---- TEXT

Stroke_Composite_Demo Example: (Run Applet)
import java.awt.*;
import java.awt.geom.*;
import javax.swing.*;
public class Stroke_Composite_Demo extends JApplet
{
@Override
public void init()
{
this.setContentPane(new View());
}
public class View extends JPanel
{
@Override
protected void paintComponent(Graphics g)
{
super.paintComponent(g);
final Graphics2D g2 = (Graphics2D) g;
final CompositeStroke compositeStroke = new CompositeStroke(new BasicStroke(15f), new BasicStroke(5.0f));
g2.setStroke(compositeStroke);
g2.drawArc(30, 50, 250, 100, 180, -180);
g2.drawArc(30, 90, 250, 100, 180, 180);
}
}
public class CompositeStroke implements Stroke
{
private Stroke mainStroke;
private Stroke minusStroke;
public CompositeStroke(Stroke mainStroke, Stroke minusStroke)
{
this.mainStroke = mainStroke;
this.minusStroke = minusStroke;
}
@Override
public Shape createStrokedShape(Shape shape)
{
final Area mainArea = new Area(this.mainStroke.createStrokedShape(shape));
final Area minusArea = new Area(this.minusStroke.createStrokedShape(shape));
mainArea.subtract(minusArea);
return mainArea;
}
}
}
Stroke_Pattern_Demo Example: (Run Applet)
import java.awt.*;
import java.awt.geom.*;
import javax.swing.*;
public class Stroke_Pattern_Demo extends JApplet
{
@Override
public void init()
{
this.setContentPane(new View());
}
public class View extends JPanel
{
@Override
protected void paintComponent(Graphics g)
{
super.paintComponent(g);
final Graphics2D g2 = (Graphics2D) g;
// set up the shapeStroke
final Rectangle rectangle = new Rectangle(0, 0, 20, 20);
final Ellipse2D ellipse = new Ellipse2D.Float(0, 0, 20, 50);
final Shape shape[] = new Shape[]
{
rectangle, ellipse
};
final PatternStroke shapeStroke = new PatternStroke(shape, 15.0f);
g2.setStroke(shapeStroke);
g2.drawArc(30, 50, 250, 100, 180, -180);
g2.drawArc(30, 90, 250, 100, 180, 180);
}
}
public class PatternStroke implements Stroke
{
private float resolution; // the distance between shapes
private boolean repeat = true;
private final Shape shapes[];
private final AffineTransform affineTransform = new AffineTransform();
public PatternStroke(Shape shapes[], float resolution)

--------

REQUIRED TASKS.
[1] In the stroke demo code, what widths do the two BasicStroke objects passed to CompositeStroke have?
[2] In the stroke demo code, how does the createStrokedShape method of CompositeStroke build the shape it returns?
[3] Extend the stroke demo code from where it stops.

---- DATASET EXCERPTS

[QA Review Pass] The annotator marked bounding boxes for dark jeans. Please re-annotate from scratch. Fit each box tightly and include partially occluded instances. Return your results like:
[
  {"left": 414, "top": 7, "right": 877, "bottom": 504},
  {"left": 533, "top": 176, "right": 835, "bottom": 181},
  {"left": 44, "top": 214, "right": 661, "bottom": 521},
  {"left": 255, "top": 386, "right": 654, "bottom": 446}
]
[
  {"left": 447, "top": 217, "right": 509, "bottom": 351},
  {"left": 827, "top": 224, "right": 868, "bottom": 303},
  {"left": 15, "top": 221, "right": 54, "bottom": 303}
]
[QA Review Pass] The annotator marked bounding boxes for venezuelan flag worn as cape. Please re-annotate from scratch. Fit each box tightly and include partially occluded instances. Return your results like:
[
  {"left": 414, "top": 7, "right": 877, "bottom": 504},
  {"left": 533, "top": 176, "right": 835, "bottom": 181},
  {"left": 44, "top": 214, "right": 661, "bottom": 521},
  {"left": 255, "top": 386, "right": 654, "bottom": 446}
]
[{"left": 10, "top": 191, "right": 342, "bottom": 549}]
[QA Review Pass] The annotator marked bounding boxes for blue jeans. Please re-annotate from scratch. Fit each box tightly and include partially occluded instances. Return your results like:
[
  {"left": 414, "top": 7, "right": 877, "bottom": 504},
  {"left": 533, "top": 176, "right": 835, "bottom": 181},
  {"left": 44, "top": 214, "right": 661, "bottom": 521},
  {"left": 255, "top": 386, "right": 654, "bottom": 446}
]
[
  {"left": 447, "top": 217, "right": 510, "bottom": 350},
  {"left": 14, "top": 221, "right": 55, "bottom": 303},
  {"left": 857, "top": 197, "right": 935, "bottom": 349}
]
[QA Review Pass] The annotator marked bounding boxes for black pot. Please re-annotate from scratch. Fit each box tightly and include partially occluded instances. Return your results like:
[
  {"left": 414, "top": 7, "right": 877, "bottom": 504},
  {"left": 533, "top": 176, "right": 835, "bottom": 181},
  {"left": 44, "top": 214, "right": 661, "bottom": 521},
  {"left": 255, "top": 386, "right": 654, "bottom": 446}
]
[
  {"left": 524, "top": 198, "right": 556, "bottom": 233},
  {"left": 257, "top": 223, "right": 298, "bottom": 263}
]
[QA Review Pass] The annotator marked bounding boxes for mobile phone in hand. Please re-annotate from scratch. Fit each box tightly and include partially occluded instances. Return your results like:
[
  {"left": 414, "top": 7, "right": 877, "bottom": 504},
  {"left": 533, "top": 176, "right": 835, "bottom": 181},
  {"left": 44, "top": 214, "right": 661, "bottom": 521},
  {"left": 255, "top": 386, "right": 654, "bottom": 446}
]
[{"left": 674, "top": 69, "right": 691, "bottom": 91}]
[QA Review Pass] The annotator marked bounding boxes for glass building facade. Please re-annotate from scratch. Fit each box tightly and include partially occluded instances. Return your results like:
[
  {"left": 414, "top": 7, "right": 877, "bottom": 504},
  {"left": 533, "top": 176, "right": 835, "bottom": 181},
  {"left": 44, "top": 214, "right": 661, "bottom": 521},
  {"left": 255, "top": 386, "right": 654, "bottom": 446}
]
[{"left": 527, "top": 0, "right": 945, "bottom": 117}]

--------

ANSWERS BY TASK.
[1] 15f and 5.0f.

[2] It makes one Area from the shape stroked with mainStroke and another from the shape stroked with minusStroke. It then subtracts the minus area from the main area and returns what remains.

[3]
{
this.resolution = resolution; // the distance between shapes
this.shapes = new Shape[shapes.length];
for (int i = 0; i < this.shapes.length; i++)
{
final Rectangle2D bounds = shapes[i].getBounds2D();
this.affineTransform.setToTranslation(-bounds.getCenterX(), -bounds.getCenterY());
this.shapes[i] = this.affineTransform.createTransformedShape(shapes[i]);
}
}
@Override
public Shape createStrokedShape(Shape shape)
{
final GeneralPath result = new GeneralPath();
final PathIterator pathIterator = new FlatteningPathIterator(shape.getPathIterator(null), 1.0);
float points[] = new float[2];
float moveX = 0;
float moveY = 0;
float curX = 0;
float curY = 0;
float nextX = 0;
float nextY = 0;
float distanceToNext = 0;
final int length = this.shapes.length;
int segmentType = 0;
int currentPos = 0;
while ((currentPos < length) && (!pathIterator.isDone()))
{
segmentType = pathIterator.currentSegment(points);
switch (segmentType)
{
case PathIterator.SEG_MOVETO: // starting location for a new subpath
{
moveX = nextX = points[0];
moveY = nextY = points[1];
result.moveTo(moveX, moveY);
distanceToNext = 0;
break;
}
case PathIterator.SEG_LINETO: // reached end of a subpath
{
curX = points[0];
curY = points[1];
// each subpath needs to be closed, so do not break here
// instead fall into SEG_CLOSE code below
}
case PathIterator.SEG_CLOSE: // close off the subpath
{
points[0] = moveX;
points[1] = moveY;
final float dx = curX - nextX;
final float dy = curY - nextY;
final float distance = (float) (Math.sqrt((dx * dx) + (dy * dy)));
if (distance >= distanceToNext)
{
final float ratio = 1.0f / distance;
final float angle = (float) (Math.atan2(dy, dx));
while ((currentPos < length) && (distance >= distanceToNext))
{
final float x = nextX + distanceToNext * dx * ratio;
final float y = nextY + distanceToNext * dy * ratio;
this.affineTransform.setToTranslation(x, y);
this.affineTransform.rotate(angle);
result.append(this.affineTransform.createTransformedShape(this.shapes[currentPos]), false);
distanceToNext += this.resolution;
currentPos++;
if (this.repeat)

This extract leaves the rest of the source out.